* SOAL LATIHAN 1:
Sebutkan setiap singkatan yang kepanjangannya dituliskan dalam berita tentang realisasi APBA di bawah, beserta kepanjangannya.
* SOAL LATIHAN 2:
Menurut berita tentang realisasi APBA di bawah, berapa total pagu anggarannya?
* SOAL LATIHAN 3:
Teruskan berita tentang realisasi APBA di bawah, dimulai setelah kalimat terakhirnya.

::: POTONGAN TEKS

DIALEKSIS.COM | Banda Aceh - Sekjen KAHMI Aceh, Dr Safwan Nurdin SE MSi mendorong pemerintah Aceh berserta Satuan Kerja Perangkat Aceh (SKPA) untuk mempercepat realisasi Anggaran Pendapatan dan Belanja Aceh (APBA). Hingga 14 Juli 2025, berdasarkan data P2K realisasi anggaran baru 33,79 persen atau Rp3,72 triliun dari total pagu sebesar Rp11 triliun.
“Ini masih tergolong rendah dan berisiko meninggalkan SILPA (Sisa Lebih Penggunaan Anggaran, Red),” kata Safwan, Selasa (15/7/2025).
Realisasi yang rendah, lanjut dia, akan memperlambat perputaran uang di daerah yang akan berdampak terhadap lesunya perekonomian masyarakat.
Terlebih, sebut Safwan, saat ini tingkat kemiskinan Aceh angka 718,96 ribu atau sebesar 12,64 persen. Belum lagi tingkat pangangguran terbuka yang mencapai 146 ribu orang dari total 2,7 juta angkatan kerja.

::::::
::: DATA YANG DIBERIKAN

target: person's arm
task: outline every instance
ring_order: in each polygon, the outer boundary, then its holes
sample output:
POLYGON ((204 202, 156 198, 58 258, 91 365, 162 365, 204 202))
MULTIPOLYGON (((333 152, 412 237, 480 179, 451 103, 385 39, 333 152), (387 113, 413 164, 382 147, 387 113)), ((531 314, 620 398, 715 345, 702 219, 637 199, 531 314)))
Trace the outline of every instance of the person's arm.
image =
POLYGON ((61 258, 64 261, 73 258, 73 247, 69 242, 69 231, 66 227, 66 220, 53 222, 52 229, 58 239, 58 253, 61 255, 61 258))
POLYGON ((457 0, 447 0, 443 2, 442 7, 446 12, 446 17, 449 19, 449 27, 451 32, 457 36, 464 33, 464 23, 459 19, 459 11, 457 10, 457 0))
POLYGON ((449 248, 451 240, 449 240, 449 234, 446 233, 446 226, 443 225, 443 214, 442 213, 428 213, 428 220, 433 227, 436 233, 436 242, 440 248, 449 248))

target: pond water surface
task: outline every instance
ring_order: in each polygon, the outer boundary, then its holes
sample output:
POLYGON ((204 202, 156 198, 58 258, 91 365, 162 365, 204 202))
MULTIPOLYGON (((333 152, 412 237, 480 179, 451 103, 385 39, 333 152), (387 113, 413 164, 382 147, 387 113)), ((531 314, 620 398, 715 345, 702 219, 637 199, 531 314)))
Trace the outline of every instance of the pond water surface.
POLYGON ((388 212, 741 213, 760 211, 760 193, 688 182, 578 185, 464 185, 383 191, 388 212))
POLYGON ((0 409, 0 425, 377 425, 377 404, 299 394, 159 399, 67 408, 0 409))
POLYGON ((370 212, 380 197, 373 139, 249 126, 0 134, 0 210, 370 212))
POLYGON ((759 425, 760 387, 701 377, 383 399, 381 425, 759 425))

::::::

* JAWABAN AKHIR 1:
SKPA: Satuan Kerja Perangkat Aceh
APBA: Anggaran Pendapatan dan Belanja Aceh
SILPA: Sisa Lebih Penggunaan Anggaran

* JAWABAN AKHIR 2:
Rp11 triliun.

* JAWABAN AKHIR 3:
“Para kepala SKPA semestinya mengevaluasi dan memonitor percepatan realisasi anggaran. Terlebih program yang berkaitan langsung dengan pelayanan dasar, pengentasan kemiskinan, pengangguran, dan peningkatan pertumbuhan ekonomi daerah,” tegasnya.
Langkah-langkah strategis yang dapat ditempuh, saran Safwan, diantaranya seperti melakukan monitoring mingguan terhadap realisasi fisik dan keuangan setiap SKPA, memberikan pendampingan teknis bagi SKPA yang mengalami hambatan pelaksanaan, mendorong percepatan proses pengadaan barang dan jasa melalui e-katalog dan tender dini.
“Ini kan SILPA sering terjadi setiap tahunnya,” ujar dia, “Gubernur pelu memberikan reward and punishment.”
Berdasarkan data tahun sebelumnya, sebut Safwan, SILPA cenderung meningkat setiap tahunnya. Pada tahun 2022, SILPA tercatat sebesar Rp1,3 miliar, lalu meningkat menjadi Rp4, 8 miliar di tahun 2023. Bahkan tahun 2024 meningkat lagi menjadi Rp5,3 miliar.
Hal ini, tambahnya, menunjukan bahwa pengelolaan anggaran publik belum efektif dan efisien.
“SKPA perlu melakukan perbaikan kinerjanya, terutama yang realisasi anggaran 50 persen agar visi misi pemerintah Aceh dibawah Gubernur Mualem dapat tercapai,” tutur Safwan.
Menurut Doktor bidang Ekonomi Publik ini, anggaran bukan sekadar angka, tetapi menyangkut layanan dasar masyarakat, pembangunan infrastruktur, hingga penguatan ekonomi lokal.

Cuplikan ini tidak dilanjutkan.